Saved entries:
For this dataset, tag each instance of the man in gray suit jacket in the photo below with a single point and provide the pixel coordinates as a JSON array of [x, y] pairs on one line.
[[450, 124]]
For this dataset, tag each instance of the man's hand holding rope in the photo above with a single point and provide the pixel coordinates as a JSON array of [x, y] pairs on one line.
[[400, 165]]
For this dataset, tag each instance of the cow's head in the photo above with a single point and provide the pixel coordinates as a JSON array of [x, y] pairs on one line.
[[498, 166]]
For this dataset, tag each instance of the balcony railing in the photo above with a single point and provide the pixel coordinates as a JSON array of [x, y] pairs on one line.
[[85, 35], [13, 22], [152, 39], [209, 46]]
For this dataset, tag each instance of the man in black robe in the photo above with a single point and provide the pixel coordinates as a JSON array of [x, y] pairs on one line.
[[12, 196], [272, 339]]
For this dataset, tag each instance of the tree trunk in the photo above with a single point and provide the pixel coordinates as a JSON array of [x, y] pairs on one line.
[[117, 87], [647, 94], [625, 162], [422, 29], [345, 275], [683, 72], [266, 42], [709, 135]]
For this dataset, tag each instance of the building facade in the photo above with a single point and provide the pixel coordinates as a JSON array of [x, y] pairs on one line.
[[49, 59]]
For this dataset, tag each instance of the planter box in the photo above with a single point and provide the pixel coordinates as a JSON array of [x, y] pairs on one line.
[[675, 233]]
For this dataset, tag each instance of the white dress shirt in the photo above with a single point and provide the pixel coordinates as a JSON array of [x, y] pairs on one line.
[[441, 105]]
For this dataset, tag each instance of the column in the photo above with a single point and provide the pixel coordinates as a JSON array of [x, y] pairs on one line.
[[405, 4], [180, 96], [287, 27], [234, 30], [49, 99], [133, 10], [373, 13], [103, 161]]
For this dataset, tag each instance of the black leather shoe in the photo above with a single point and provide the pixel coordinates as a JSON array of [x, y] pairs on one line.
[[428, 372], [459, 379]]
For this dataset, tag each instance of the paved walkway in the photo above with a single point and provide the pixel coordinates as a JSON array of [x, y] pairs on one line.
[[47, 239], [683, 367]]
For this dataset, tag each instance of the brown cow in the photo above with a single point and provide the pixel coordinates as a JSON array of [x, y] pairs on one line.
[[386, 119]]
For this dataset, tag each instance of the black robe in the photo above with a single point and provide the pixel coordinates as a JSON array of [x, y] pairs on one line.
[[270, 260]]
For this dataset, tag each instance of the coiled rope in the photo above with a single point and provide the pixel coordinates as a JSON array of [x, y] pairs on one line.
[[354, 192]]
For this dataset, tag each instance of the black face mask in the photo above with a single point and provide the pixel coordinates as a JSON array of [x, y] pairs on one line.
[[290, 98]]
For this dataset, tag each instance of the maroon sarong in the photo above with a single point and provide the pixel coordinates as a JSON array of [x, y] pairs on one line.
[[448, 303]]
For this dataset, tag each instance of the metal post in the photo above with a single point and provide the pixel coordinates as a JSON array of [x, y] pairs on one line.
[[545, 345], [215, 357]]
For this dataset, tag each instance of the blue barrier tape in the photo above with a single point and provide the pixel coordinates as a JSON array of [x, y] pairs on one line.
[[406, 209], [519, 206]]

### Task details
Each line from the one containing "For this dataset, tag each instance of the black face" through the last line of the entries above is to be returned exactly, and no others.

### Response box
For this dataset, tag each instance of the black face mask in the photo above with a single point and provide the pixel coordinates as a JSON array of [x, y] pairs on one line.
[[290, 98]]
For this dataset, tag each instance of the maroon sarong in the photo above with a single point and provide the pixel coordinates as a JSON array of [x, y] pairs on one line.
[[448, 303]]
For this dataset, tag each instance of the metal post in the photo above with a single point and provide the pixel coordinates as a JSON array of [x, y] pairs on one line.
[[545, 345], [215, 357]]
For this dataset, tag each instance of the blue barrier tape in the photo above with a single point and provide the pixel coordinates as a JSON array of [x, y] pairs on one line.
[[406, 209], [519, 206]]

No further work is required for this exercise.